__Objetivo 1__.
Diga se cada afirmação abaixo está de acordo com o trecho sobre Sam Raimi. Para cada uma, responda sim ou não e cite literalmente as palavras do trecho que decidem a questão.
(a) Entre 2009 e 2018, Raimi realizou apenas dois longas-metragens.
(b) Quem escreve afirma ter se decepcionado com alguns filmes de Raimi.
(c) Segundo o trecho, circulam notícias de que o próximo projeto de Raimi na direção será um filme sobre o Triângulo das Bermudas.
__Objetivo 2__.
Informe, por favor, quantas linhas dos registros contêm a palavra "tower", diferenciando maiúsculas de minúsculas. Responda só com o número.

__Trecho dado__.

::::

É difícil encarar a realidade: não há nenhum motivo técnico tampouco emotivo para que isso tenha acontecido.







A única explicação plausível que eu encontro é que a minha empolgação pelo trabalho de Raimi talvez tenha arrefecido na mesma proporção que a volúpia dele por fazer filmes foi diminuindo.

Na última década (2009-2018) ele só realizou dois longa-metragens: Drag me to Hell e Oz.


A verdade é que, filme por filme, Raimi nunca me decepcionou.



Talvez ainda falte a Sam Raimi uma incursão no drama que o afaste um pouco dos subgêneros aos quais ele é geralmente relacionado.



Mas ele não nega as origens: notícias circulam que seu próximo projeto na direção será um filme sobre o Triângulo das Bermudas.

::::

__Material a processar__.
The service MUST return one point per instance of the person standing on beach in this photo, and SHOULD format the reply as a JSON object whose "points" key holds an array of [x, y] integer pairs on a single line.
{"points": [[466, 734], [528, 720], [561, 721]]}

::::

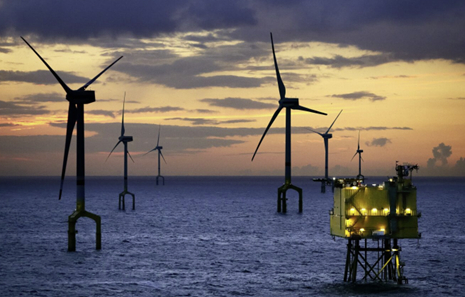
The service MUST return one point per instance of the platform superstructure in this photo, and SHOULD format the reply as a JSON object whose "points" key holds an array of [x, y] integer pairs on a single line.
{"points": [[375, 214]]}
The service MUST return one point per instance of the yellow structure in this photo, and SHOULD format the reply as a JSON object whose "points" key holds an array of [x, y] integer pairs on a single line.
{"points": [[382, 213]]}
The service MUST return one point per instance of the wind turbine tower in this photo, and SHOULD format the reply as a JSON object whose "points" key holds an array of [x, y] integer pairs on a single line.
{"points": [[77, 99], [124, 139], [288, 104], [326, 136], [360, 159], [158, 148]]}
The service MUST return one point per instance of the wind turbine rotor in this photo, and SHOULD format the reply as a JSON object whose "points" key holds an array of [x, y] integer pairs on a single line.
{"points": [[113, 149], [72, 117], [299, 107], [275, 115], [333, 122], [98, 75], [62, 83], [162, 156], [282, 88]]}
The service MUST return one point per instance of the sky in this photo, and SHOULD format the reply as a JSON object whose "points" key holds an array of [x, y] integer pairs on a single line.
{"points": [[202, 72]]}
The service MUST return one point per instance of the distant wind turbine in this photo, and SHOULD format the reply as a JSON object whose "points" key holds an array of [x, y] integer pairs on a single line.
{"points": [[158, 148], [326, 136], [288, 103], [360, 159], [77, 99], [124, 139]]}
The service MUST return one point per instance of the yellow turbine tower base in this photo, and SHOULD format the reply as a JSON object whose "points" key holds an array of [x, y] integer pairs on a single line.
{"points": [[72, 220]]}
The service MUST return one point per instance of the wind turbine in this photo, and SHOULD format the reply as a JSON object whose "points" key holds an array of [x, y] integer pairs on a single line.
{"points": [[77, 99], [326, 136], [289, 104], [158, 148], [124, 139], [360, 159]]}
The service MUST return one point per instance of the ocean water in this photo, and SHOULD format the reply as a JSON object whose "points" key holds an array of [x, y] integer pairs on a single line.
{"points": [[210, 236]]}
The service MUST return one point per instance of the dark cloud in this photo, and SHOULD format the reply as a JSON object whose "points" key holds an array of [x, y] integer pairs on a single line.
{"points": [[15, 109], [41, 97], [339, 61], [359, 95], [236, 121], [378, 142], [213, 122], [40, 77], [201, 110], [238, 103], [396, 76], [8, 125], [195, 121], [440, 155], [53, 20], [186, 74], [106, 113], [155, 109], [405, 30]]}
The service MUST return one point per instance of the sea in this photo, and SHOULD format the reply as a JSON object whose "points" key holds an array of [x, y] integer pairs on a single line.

::::

__Resultado correto 1__.
(a) Sim: "Na última década (2009-2018) ele só realizou dois longa-metragens: Drag me to Hell e Oz."
(b) Não: "A verdade é que, filme por filme, Raimi nunca me decepcionou."
(c) Sim: "notícias circulam que seu próximo projeto na direção será um filme sobre o Triângulo das Bermudas."

__Resultado correto 2__.
2